Record list:
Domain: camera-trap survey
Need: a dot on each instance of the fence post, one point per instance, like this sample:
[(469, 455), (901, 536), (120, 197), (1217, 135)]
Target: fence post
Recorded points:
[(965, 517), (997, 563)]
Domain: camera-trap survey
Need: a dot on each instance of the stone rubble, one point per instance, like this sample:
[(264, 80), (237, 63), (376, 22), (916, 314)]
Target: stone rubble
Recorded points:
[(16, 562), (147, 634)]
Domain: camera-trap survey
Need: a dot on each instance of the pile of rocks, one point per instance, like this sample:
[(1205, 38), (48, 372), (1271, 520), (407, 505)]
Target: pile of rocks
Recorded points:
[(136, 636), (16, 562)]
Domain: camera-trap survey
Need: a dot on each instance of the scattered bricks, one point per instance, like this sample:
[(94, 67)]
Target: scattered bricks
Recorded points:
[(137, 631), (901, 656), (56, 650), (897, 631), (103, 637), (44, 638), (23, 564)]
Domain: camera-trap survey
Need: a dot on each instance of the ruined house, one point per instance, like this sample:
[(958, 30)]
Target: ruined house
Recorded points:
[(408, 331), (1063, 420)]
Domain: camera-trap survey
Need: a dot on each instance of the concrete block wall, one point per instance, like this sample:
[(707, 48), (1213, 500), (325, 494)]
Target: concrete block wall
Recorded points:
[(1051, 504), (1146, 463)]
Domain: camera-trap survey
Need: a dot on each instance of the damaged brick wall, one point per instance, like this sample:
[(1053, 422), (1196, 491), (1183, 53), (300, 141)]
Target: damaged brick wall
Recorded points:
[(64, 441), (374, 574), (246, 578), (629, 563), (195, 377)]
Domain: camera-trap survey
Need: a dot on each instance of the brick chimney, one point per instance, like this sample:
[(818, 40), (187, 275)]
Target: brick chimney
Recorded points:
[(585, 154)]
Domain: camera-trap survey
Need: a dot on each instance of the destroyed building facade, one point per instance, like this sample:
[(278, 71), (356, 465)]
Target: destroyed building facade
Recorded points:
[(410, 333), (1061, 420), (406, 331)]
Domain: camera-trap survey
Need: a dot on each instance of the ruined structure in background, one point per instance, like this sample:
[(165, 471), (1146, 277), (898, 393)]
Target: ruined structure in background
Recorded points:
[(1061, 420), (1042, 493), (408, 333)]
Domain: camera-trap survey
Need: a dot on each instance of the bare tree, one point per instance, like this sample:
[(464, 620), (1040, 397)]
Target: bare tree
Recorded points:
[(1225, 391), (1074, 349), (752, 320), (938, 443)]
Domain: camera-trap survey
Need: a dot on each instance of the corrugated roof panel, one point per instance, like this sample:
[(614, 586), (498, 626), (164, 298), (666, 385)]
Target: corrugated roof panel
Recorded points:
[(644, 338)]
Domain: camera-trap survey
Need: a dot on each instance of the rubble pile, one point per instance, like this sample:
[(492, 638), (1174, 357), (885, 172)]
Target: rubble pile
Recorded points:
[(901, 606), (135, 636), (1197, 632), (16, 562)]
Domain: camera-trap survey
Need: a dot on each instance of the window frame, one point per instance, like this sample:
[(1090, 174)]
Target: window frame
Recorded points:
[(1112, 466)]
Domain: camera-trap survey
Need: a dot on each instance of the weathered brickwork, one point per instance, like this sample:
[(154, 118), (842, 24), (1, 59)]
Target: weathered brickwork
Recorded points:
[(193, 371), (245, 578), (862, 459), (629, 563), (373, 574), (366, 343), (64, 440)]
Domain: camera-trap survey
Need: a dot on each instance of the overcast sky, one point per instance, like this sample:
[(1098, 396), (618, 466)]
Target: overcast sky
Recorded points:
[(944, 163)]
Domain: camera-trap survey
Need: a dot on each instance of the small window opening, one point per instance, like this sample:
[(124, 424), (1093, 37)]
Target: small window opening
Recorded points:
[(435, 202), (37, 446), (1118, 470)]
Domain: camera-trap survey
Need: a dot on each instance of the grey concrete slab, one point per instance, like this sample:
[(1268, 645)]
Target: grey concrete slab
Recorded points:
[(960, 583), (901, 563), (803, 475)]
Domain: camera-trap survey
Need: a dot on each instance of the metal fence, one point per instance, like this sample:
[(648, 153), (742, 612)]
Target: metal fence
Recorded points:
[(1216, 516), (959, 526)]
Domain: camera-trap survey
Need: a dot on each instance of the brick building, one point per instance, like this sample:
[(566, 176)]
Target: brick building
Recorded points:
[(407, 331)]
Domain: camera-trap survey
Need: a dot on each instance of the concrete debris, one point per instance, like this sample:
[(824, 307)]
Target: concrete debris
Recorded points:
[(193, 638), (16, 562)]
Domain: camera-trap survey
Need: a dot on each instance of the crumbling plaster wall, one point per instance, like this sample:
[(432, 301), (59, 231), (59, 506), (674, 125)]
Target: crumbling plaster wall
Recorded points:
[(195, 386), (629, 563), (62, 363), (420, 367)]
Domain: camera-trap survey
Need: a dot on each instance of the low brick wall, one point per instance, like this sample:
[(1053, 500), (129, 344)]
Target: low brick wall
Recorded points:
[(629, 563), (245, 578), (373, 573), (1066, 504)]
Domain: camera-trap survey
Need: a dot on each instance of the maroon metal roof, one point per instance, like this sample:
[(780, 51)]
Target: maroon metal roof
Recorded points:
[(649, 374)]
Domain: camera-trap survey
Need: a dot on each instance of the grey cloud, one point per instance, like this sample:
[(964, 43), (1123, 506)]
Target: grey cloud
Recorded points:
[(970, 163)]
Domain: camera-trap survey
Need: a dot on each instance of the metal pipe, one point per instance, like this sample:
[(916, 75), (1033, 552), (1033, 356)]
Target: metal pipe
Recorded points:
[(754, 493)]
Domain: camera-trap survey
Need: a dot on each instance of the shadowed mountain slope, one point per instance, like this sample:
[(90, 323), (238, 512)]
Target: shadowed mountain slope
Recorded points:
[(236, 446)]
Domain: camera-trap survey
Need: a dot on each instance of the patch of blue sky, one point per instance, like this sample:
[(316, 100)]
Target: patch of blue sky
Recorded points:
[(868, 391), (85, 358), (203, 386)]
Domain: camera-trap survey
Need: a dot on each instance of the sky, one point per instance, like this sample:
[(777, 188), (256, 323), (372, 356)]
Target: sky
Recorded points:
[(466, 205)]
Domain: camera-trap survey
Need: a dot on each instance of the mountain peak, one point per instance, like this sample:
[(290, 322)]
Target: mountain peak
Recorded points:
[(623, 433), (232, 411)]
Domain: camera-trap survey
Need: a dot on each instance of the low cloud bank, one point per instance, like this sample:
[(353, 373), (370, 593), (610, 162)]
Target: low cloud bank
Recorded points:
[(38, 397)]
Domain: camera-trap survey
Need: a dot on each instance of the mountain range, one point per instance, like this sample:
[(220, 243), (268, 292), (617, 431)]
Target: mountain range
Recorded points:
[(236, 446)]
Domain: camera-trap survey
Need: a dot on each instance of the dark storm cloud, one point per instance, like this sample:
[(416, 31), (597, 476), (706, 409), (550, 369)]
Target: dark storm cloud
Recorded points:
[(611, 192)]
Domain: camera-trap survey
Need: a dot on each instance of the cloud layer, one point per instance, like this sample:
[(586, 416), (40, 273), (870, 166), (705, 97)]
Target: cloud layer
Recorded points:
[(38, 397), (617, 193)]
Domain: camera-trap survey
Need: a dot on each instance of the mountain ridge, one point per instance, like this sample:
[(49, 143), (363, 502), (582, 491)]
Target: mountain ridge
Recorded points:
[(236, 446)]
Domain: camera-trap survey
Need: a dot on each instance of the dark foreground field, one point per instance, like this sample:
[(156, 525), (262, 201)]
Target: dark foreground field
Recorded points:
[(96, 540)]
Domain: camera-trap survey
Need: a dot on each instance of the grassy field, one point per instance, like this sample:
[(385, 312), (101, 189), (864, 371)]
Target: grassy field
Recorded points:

Exercise: Copy all of the entries above verbatim, every line in its original order with no changes.

Expected answer:
Domain: camera-trap survey
Need: a dot on each instance of the fence post, one point per instance, like this sample:
[(469, 455), (901, 536), (120, 197), (1217, 135)]
Target: fence post
Recorded points:
[(965, 517), (997, 563)]
Domain: camera-trap survey
Need: a dot on each instance of the stone rubble, one point per instance, like this sample:
[(264, 80), (237, 63), (376, 22), (916, 314)]
Target: stone rubble
Recorded points:
[(16, 562), (147, 634)]
Domain: camera-trap survey
Need: a dot on each instance of the pile of rocks, one point per instance, like this sample:
[(1205, 38), (48, 372), (1271, 520), (407, 505)]
Target: pile of rocks
Recorded points:
[(136, 636), (16, 562)]
Domain: camera-trap survey
Need: a dot on each instance of the scattered bricks, one point per instance, like this sample:
[(94, 67)]
Target: scattered bricks
Recorded points:
[(137, 631), (901, 656), (56, 650), (897, 631), (103, 637), (44, 638), (23, 564)]
Domain: camera-trap survey
Need: a dot on each instance of the ruined house, one point per instance, like this sample:
[(958, 30)]
Target: ruined house
Recorded points:
[(408, 331), (1063, 420)]
Domain: camera-trap survey
Need: a dot on each instance of the concrete block wall, one point per instance, like this sample:
[(707, 48), (1213, 500), (325, 494)]
Target: concrete block wall
Recorded points:
[(1051, 504), (1146, 463)]
Domain: camera-trap survey
Need: a dot on each instance of the damaged brick wall, one point per instance, like this sample:
[(1053, 422), (1196, 491), (1183, 53), (300, 141)]
Target: damaged brick wall
Recorded points:
[(64, 441), (374, 574), (246, 578), (629, 563), (195, 377)]
Domain: camera-trap survey
Need: a dot on each instance of the brick chimney, one point per instance, like this sample:
[(818, 40), (187, 275)]
Target: brick chimney
Recorded points:
[(585, 154)]
Domain: camera-trap survey
Need: a dot on each instance of the destroyed building facade, one point per instance, like this sample:
[(278, 71), (356, 465)]
Target: destroyed building facade
Recorded points:
[(410, 333), (1061, 420), (406, 331)]
Domain: camera-trap survey
Need: a dot on each instance of the ruined structure in background, one point per instance, like this sample:
[(165, 471), (1146, 277), (898, 393)]
Target: ruined structure in background
Recorded points:
[(1061, 420), (1042, 493), (408, 333)]
Domain: camera-trap survey
Need: a dot on each instance of the bare tree, one point per instance, like this sample:
[(464, 620), (1040, 397)]
Target: bare tree
Recorded points:
[(1225, 391), (1074, 349), (752, 320), (938, 443)]
Domain: camera-trap survey
Need: a dot on each instance of the corrugated roof panel, one point per instance, like this sample:
[(614, 586), (498, 626), (164, 298), (666, 385)]
Target: corrugated roof panel
Recorded points:
[(644, 338)]
Domain: camera-trap survey
Need: a dot on each instance of the rubble pile, one point per instance, like this sample:
[(492, 638), (1174, 357), (885, 172)]
Target: rubble pile
Recorded points:
[(901, 606), (135, 636), (1197, 632), (16, 562)]
Domain: camera-trap survey
Need: a dot on each instance of the window frame, one point per instance, like this sample:
[(1090, 174)]
Target: window frame
Recorded points:
[(1112, 466)]
Domain: camera-trap survey
Need: a dot on each instance of the weathered brickwork, one point per instance, like this sample:
[(154, 118), (842, 24), (1, 59)]
Target: weathered brickwork
Recorded points:
[(193, 371), (245, 578), (862, 459), (629, 563), (373, 574), (366, 343), (64, 440)]
Domain: camera-trap survey
Need: a dot on each instance of the overcast sky, one point per instance, like this sample:
[(1098, 396), (618, 466)]
Target: overcast sky
Recorded points:
[(944, 163)]
Domain: camera-trap survey
Need: a dot on each instance of the small window opening, one point per instance, like this sample:
[(124, 424), (1093, 37)]
Target: small window opening
Recorded points:
[(435, 202), (37, 446), (1118, 470)]
Domain: camera-trap survey
Need: a dot on each instance of the grey concrete slab, one point per instance, like this sample:
[(1268, 645)]
Target: grey concrete slab
Recorded points:
[(960, 583), (901, 563), (803, 475)]
Domain: camera-trap survey
Need: a dot on each instance of the metal fence, one point per instance, like this sample:
[(648, 153), (742, 612)]
Target: metal fence
Recorded points:
[(1216, 516), (959, 526)]
Domain: camera-trap survey
Need: a dot on each instance of the brick building, one point per instance, like this sample:
[(566, 176)]
Target: brick building
Recorded points:
[(407, 331)]
Domain: camera-trap survey
Need: a dot on each instance of the concrete debris, one point per instance, like this sample:
[(824, 307)]
Target: concrete debris
Recorded points:
[(193, 638), (16, 562)]
Domain: camera-trap survey
Need: a dot on each instance of the crumbling plaster wall, one point per instance, like this sample:
[(432, 301), (59, 231), (59, 506), (674, 125)]
Target: crumbling plaster wall
Recorded points:
[(195, 386), (629, 563), (62, 363), (420, 367)]
Domain: camera-trap survey
Need: a dot on each instance of the low brick wall, one point per instance, like this sample:
[(1053, 500), (129, 344)]
Target: low brick wall
Recorded points:
[(629, 563), (245, 578), (373, 573), (1066, 504)]
Domain: camera-trap survey
Need: a dot on each instance of the maroon metal roof, one point per instance, like this sample:
[(780, 51)]
Target: maroon metal roof
Recorded points:
[(649, 374)]
Domain: camera-trap survey
Need: a dot on each instance of the grey cloud, one point per instance, like this sample:
[(964, 43), (1123, 506)]
Target: grey cloud
Recorded points:
[(970, 163)]
Domain: camera-trap survey
Need: a dot on each instance of the metal pipe, one point per instance, like this sample:
[(916, 75), (1033, 552), (1033, 356)]
Target: metal pipe
Recorded points:
[(754, 493)]
Domain: camera-trap survey
Need: a dot on each instance of the shadowed mountain slope, one point per instance, like this sample:
[(90, 323), (238, 512)]
Target: shadowed mountain slope
Recorded points:
[(236, 446)]
Domain: camera-trap survey
Need: a dot on each instance of the patch of blue sky, one point per instance, like this sample:
[(316, 100)]
Target: patch of blue sky
Recorded points:
[(868, 391), (85, 358), (203, 386)]
Domain: camera-trap survey
Need: a dot on each instance of the sky, one point per instance, like this sample:
[(777, 188), (256, 323), (372, 356)]
Target: sky
Recorded points:
[(466, 205)]
Domain: camera-trap survey
Need: a dot on each instance of the mountain peak, one point per instance, like this sample:
[(290, 322)]
Target: mountain peak
Recorded points:
[(623, 433), (232, 411)]
Domain: camera-trap survey
Need: a dot on each instance of the low cloud bank, one point per instance, like this sample:
[(353, 373), (370, 593), (610, 162)]
Target: low cloud bank
Recorded points:
[(38, 397)]
Domain: camera-trap survey
Need: a dot on each instance of the mountain range, one point per instance, like this sample:
[(220, 243), (268, 292), (617, 431)]
Target: mountain range
Recorded points:
[(236, 446)]
Domain: camera-trap survey
Need: a dot on each instance of the dark storm cloud, one point per instance, like this sample:
[(416, 31), (597, 476), (706, 409), (550, 369)]
Target: dark storm cloud
Recorded points:
[(611, 192)]
Domain: camera-trap survey
Need: a dot on each instance of the cloud layer, one point per instance, like this sample:
[(586, 416), (40, 273), (870, 166), (705, 97)]
Target: cloud layer
Recorded points:
[(38, 397), (617, 193)]
Domain: camera-trap survey
Need: a dot on each instance of the mountain ridge, one point per instance, like this sample:
[(49, 143), (363, 502), (582, 491)]
Target: mountain ridge
Recorded points:
[(236, 446)]
Domain: camera-trap survey
Need: a dot on each instance of the dark foreground field, one point per instance, like this sample:
[(156, 525), (262, 201)]
Target: dark foreground field
Recorded points:
[(96, 540)]
Domain: camera-trap survey
Need: a dot on each instance of the grassy field, one point per instance, like this sample:
[(385, 312), (101, 189), (864, 371)]
Target: grassy field
Recorded points:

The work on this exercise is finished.